== DATA FOR REVIEW

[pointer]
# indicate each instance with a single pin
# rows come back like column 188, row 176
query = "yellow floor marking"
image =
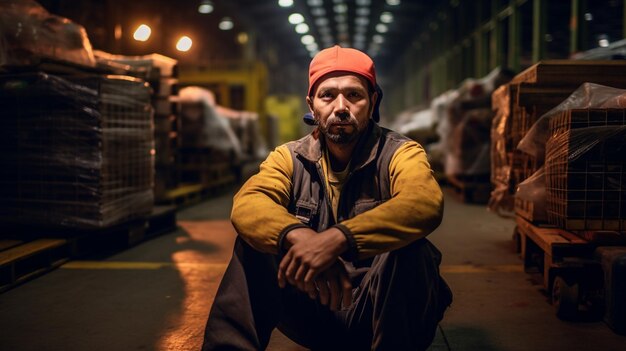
column 118, row 265
column 467, row 268
column 113, row 265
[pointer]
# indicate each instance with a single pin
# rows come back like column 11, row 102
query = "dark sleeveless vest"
column 367, row 184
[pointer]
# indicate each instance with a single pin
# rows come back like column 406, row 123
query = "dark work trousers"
column 398, row 302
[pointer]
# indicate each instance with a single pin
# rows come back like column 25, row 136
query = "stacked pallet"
column 161, row 73
column 77, row 150
column 586, row 170
column 518, row 105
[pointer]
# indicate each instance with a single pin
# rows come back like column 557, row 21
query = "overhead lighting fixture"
column 307, row 39
column 302, row 28
column 226, row 24
column 243, row 38
column 360, row 30
column 205, row 7
column 318, row 11
column 324, row 30
column 322, row 21
column 362, row 11
column 386, row 17
column 142, row 33
column 285, row 3
column 184, row 43
column 340, row 8
column 296, row 18
column 312, row 47
column 361, row 21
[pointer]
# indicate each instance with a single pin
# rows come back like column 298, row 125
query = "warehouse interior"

====

WORK REQUEST
Print the listing exactly, pictures excluded.

REPLY TO THE EXERCISE
[pointer]
# indicate each instance with a single pin
# rows come back like column 188, row 176
query = "yellow floor marking"
image =
column 118, row 265
column 467, row 268
column 113, row 265
[pointer]
# indicate each instance with a single pin
# rows come back like column 11, row 102
query = "dark sleeveless vest"
column 367, row 184
[pointer]
# indicate each instance with a single pin
# rows come back like column 406, row 123
query = "dark work trousers"
column 398, row 302
[pointer]
# indicate each instance with a single pin
# rows come back like column 25, row 136
query = "stacked pallet"
column 161, row 73
column 77, row 150
column 586, row 170
column 518, row 105
[pointer]
# indicate each instance with a single pin
# rows come back like column 557, row 21
query = "overhead lighting fixture"
column 307, row 39
column 302, row 28
column 226, row 24
column 243, row 38
column 360, row 30
column 205, row 7
column 318, row 11
column 324, row 30
column 322, row 21
column 362, row 11
column 386, row 17
column 142, row 33
column 285, row 3
column 184, row 43
column 340, row 8
column 296, row 18
column 312, row 47
column 361, row 21
[pointer]
# indicate each instance with a single pin
# rows come back like column 298, row 125
query = "warehouse interior"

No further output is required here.